* **Passage for review**:
460 Duplicated Projects Worth N378.9bn Discovered in 2022 Budget

Buhari Approves Humanitarian Coordination Committee

460 projects amounting to N378.9 billion were duplicated in the 2022 budget signed by President Muhammadu Buhari.

BudgIT, a civic-tech non-profit organisation which has been involved in the country’s budgetary process in the area of seeking transparency for years, has revealed.

The communications associate at BudgIT, Iyanu Fatoba, disclosed this in a statement.

President Buhari had signed the N17.13 trillion 2022 appropriation bill into law on the last day of last year.

The Presidency had submitted a proposed fiscal budget of N16.391 trillion to the ational Assembly, but the lawmakers later raised it to N17.127 trillion — an increase of N735.8 billion.

BudgIT said it uncovered the discrepancies after examining the 21,108 capital projects in the budget.

“Our preliminary analysis of the 21,108 capital projects in the 2022 approved budget revealed 460 duplicated projects amounting to N378.9 billion,” the statement read in part.

“Recall that BudgIT observed 316 duplicated projects inserted into the 2021 FG Budget approved by NASS.

ICPC verified 257 duplications, while the Budget Office confirmed the existence of only 185 duplicated projects worth N20.13bn, after which it informed the public that funds were not released for the projects in 2021.”

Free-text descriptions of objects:
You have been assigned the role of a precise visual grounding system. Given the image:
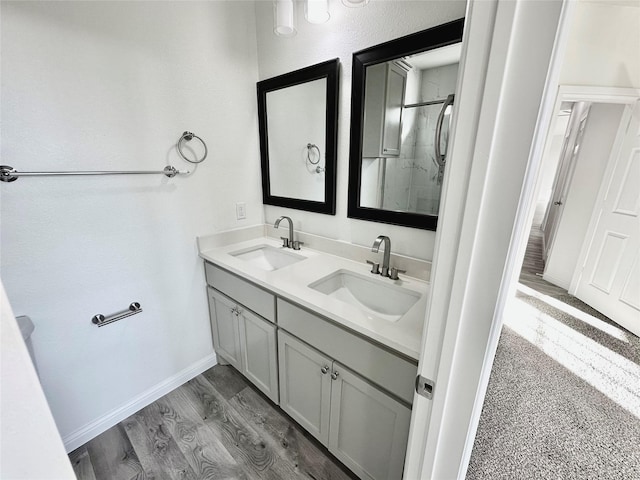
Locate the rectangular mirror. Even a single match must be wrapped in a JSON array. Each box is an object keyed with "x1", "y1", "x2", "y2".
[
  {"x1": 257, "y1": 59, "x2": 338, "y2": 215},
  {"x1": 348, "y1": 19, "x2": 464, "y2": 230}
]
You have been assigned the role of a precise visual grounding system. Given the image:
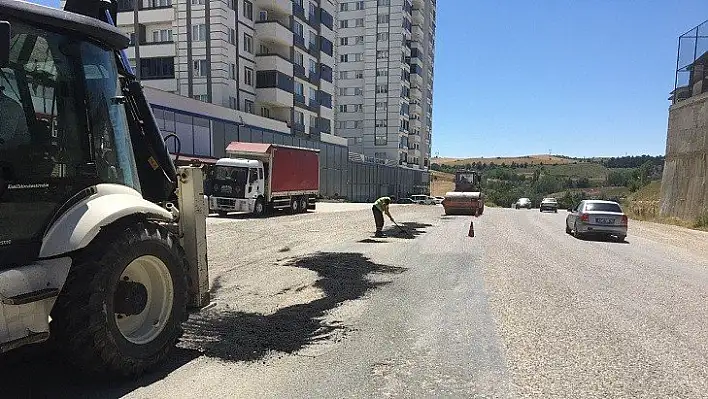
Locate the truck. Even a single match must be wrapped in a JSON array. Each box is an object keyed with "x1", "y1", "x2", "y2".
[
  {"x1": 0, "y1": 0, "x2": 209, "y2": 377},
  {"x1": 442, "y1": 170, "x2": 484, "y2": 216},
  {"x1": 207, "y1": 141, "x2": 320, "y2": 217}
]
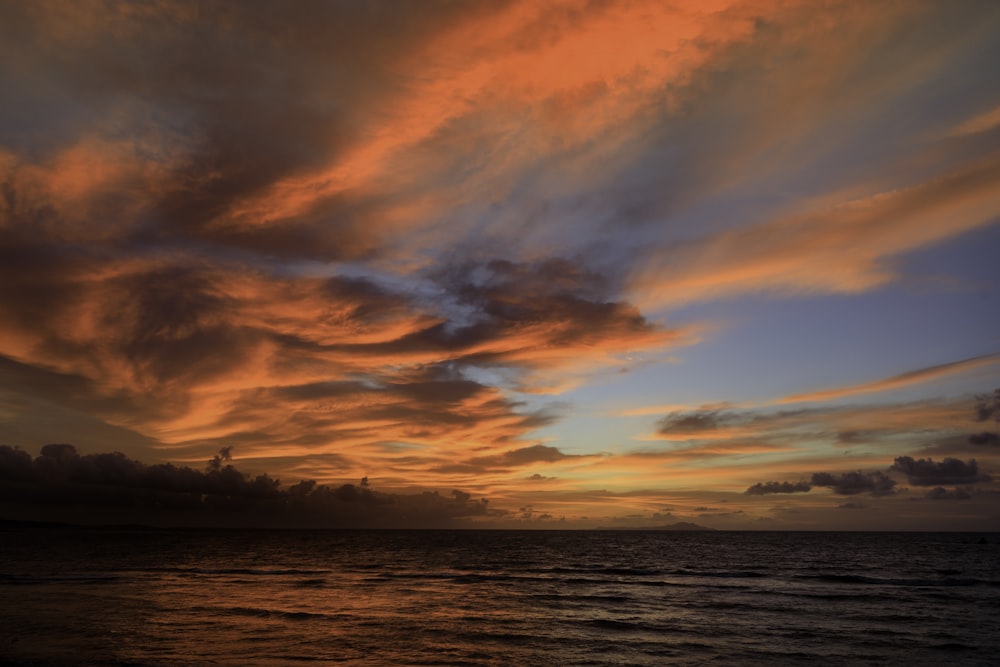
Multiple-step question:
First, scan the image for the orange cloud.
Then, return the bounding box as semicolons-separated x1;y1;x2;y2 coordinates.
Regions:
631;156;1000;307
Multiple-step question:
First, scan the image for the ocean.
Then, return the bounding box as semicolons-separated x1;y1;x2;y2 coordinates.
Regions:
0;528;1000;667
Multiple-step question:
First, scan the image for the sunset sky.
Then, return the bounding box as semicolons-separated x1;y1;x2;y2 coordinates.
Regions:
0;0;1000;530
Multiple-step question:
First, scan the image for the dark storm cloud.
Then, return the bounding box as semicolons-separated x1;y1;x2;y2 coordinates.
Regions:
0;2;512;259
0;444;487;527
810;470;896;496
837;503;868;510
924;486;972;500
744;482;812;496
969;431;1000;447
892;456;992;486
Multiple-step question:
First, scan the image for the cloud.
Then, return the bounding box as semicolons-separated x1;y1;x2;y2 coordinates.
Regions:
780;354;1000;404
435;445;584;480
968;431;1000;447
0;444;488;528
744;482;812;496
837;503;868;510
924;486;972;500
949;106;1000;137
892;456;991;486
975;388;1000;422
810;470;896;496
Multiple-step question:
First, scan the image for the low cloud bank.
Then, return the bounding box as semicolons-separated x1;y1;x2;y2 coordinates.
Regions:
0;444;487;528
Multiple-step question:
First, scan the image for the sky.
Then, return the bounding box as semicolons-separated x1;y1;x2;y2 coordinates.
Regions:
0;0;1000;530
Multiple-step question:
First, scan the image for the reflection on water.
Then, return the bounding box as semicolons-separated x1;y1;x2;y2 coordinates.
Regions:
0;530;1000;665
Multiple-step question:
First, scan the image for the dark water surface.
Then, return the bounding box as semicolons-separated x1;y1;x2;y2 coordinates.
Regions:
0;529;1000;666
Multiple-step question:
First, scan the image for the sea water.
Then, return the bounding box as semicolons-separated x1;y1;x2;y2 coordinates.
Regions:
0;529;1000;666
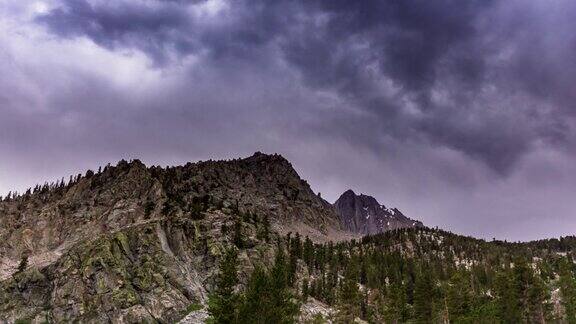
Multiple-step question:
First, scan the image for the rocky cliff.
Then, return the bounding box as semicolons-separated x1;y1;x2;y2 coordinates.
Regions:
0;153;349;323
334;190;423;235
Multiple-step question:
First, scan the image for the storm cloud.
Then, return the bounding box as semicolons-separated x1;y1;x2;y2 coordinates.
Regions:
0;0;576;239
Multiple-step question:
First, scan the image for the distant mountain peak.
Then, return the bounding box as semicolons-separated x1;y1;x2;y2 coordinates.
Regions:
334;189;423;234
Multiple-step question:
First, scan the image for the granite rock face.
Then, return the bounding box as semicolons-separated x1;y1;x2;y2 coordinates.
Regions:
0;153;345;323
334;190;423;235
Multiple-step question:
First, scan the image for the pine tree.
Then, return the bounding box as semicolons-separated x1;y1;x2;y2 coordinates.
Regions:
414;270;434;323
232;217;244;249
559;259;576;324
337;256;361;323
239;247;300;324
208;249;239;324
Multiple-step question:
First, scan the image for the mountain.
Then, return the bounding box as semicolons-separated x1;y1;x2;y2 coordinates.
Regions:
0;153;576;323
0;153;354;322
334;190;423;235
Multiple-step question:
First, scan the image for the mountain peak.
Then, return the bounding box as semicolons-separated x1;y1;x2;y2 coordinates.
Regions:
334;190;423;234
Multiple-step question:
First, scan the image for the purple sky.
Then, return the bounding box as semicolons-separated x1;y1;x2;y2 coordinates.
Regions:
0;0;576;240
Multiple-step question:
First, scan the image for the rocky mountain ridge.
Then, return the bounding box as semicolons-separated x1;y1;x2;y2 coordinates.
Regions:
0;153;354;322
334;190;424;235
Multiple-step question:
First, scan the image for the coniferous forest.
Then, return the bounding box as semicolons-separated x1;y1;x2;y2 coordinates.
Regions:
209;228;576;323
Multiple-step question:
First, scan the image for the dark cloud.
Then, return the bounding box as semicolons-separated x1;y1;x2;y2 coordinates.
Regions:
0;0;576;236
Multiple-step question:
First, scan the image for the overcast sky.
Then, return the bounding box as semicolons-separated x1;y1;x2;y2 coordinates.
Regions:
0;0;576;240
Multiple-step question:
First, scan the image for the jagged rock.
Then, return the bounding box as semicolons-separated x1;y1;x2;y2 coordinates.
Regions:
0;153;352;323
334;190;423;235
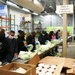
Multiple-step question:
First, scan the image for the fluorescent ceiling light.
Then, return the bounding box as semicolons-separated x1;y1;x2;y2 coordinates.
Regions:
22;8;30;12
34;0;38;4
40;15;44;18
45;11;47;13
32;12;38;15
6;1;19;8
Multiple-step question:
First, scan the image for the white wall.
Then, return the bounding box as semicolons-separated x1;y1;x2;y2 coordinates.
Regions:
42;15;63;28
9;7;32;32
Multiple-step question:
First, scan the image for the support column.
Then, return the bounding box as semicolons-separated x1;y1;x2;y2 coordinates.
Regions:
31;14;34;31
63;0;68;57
* * *
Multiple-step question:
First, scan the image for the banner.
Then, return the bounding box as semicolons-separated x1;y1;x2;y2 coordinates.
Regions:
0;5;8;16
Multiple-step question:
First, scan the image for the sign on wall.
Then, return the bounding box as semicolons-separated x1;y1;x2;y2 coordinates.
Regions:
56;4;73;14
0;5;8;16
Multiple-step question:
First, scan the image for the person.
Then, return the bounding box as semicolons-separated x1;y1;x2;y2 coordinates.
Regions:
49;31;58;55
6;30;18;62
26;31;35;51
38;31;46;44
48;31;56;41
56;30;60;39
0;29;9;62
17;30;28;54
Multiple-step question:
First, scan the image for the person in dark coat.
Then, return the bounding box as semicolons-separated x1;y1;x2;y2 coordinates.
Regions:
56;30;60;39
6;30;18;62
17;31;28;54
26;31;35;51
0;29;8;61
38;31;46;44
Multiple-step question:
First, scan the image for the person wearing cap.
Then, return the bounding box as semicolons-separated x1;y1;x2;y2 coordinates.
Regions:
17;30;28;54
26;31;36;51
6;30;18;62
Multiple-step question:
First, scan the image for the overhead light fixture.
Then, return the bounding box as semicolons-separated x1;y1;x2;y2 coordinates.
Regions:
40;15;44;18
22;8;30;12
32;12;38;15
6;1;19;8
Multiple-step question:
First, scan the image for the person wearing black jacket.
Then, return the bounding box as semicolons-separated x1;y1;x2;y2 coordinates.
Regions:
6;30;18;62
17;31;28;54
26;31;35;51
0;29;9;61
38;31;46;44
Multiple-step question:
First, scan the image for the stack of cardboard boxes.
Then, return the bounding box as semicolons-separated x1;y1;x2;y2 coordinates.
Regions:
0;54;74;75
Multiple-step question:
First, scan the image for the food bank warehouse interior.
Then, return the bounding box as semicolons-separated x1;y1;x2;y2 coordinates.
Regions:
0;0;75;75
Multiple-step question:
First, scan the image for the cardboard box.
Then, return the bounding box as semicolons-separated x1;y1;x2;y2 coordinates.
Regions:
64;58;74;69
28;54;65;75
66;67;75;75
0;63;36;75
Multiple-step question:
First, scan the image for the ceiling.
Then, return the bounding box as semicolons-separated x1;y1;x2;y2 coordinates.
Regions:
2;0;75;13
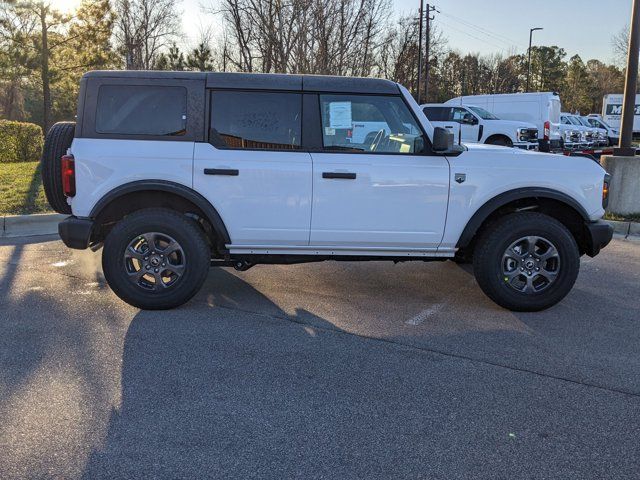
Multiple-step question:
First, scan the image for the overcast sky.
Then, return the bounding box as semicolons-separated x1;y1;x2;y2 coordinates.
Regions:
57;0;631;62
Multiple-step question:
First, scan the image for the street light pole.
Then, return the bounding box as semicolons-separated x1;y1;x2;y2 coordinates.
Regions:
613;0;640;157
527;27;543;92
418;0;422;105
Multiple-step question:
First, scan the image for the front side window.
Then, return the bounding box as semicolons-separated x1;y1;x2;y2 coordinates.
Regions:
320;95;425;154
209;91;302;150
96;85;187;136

* **Task set**:
1. According to the article on duplicated budget projects, how many capital projects in the 2022 approved budget did BudgIT examine?
2. Quote the article on duplicated budget projects from "Buhari Approves Humanitarian" to "in a statement.".

* **Solutions**:
1. 21,108 capital projects.

2.
Buhari Approves Humanitarian Coordination Committee

460 projects amounting to N378.9 billion were duplicated in the 2022 budget signed by President Muhammadu Buhari.

BudgIT, a civic-tech non-profit organisation which has been involved in the country’s budgetary process in the area of seeking transparency for years, has revealed.

The communications associate at BudgIT, Iyanu Fatoba, disclosed this in a statement.